━━ Task data ━━

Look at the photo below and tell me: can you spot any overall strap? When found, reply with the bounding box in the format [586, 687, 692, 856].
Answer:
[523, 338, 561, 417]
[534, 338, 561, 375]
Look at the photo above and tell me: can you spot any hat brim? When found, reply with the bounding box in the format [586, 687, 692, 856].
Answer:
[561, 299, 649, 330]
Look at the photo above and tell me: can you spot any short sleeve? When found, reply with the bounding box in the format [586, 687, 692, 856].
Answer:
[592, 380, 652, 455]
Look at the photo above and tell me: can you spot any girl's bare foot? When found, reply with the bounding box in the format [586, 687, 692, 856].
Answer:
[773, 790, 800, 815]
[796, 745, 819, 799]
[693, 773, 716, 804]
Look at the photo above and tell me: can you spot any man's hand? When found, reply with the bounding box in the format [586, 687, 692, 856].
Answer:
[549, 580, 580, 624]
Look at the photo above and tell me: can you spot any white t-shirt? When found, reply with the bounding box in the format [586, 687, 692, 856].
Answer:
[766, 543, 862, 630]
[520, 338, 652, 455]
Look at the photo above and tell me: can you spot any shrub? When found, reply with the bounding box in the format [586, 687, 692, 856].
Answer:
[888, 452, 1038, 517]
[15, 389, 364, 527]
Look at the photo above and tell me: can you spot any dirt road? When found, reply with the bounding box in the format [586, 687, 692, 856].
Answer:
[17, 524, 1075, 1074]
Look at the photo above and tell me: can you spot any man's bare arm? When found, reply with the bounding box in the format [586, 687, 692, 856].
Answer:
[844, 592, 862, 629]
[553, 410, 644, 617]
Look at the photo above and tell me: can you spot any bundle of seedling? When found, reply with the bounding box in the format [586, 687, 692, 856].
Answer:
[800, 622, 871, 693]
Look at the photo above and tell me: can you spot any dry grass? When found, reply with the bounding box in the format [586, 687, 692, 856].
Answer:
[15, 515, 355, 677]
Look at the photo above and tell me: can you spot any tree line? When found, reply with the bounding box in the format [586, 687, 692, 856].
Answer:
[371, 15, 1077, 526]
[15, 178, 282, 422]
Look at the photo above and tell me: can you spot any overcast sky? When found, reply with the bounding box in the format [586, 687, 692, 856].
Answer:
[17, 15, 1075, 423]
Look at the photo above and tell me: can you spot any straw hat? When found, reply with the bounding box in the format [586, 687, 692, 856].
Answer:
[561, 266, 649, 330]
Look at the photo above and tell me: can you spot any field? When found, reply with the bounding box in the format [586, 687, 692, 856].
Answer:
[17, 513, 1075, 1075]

━━━

[Description of the task]: Please switch every "can you spot any" in the records above to "do you see any" and write the lines out again, leaving everything else unchanged.

[Exercise solution]:
Look at the photo below and tell me: do you see any overall strap? When found, reply with the bounding box in the format [586, 687, 692, 856].
Answer:
[523, 338, 561, 417]
[534, 338, 561, 375]
Look at the photo above and tell me: do you see any hat brim? When found, reply with the bounding box in the format [586, 687, 692, 856].
Answer:
[561, 299, 649, 330]
Look at the photo above and tell me: do you see any short sleeve? When found, reply with the bounding box in the format [586, 687, 692, 856].
Answer:
[592, 380, 652, 455]
Look at the photo above and tell me: do you see any girl's bare foot? When found, reply with the bounding box in the format [586, 687, 692, 856].
Answer:
[773, 790, 800, 815]
[796, 745, 819, 799]
[693, 773, 716, 804]
Look at the photo above and tell me: do you see any man's hand? When found, reply with the bounding box in the format [586, 687, 692, 856].
Answer:
[549, 580, 580, 624]
Look at the photo above and tell me: do you see any white t-shirt? When found, reply with the bounding box in the format [586, 687, 692, 856].
Answer:
[766, 543, 862, 630]
[520, 338, 652, 455]
Look at the photo above and tell me: do you see any shrub? When found, reply with the bounding box in the format [586, 687, 692, 856].
Answer:
[888, 452, 1038, 517]
[15, 389, 364, 527]
Look at the photo above and tell me: do you see any dirt road? When found, reply with the bounding box in the format [586, 687, 692, 856].
Answer:
[17, 524, 1075, 1074]
Look at the photo above and tell me: do you see any man's bare arm? When found, reply with the bounding box in the format [586, 687, 692, 856].
Answer:
[844, 592, 862, 629]
[553, 410, 644, 617]
Look at the photo above and tell me: do you see any bundle of seedling? When found, reply with the bounding box in the format [586, 687, 692, 856].
Answer:
[800, 622, 871, 693]
Look at the photo above and tell me: do you see any dry grass? When found, reply with the bounding box in the format [586, 687, 692, 856].
Answer:
[15, 515, 355, 677]
Look at the photo above and tell me: do you see any tree line? When found, reply with the bounding box in the format [586, 687, 692, 856].
Answer:
[371, 15, 1077, 526]
[15, 178, 282, 422]
Look at the photo above and tell me: do you see any overcast sky? When found, reply with the bounding box in the format [586, 687, 692, 856].
Answer:
[17, 15, 1075, 423]
Look at the photo above and tell me: do you see any straw hat? When found, reply with the bounding box in the format [586, 687, 692, 856].
Answer:
[561, 266, 649, 330]
Look at the photo above and tell me: do you see any field? When found, reply with the bounding box in the format [586, 687, 692, 856].
Answer:
[17, 513, 1075, 1075]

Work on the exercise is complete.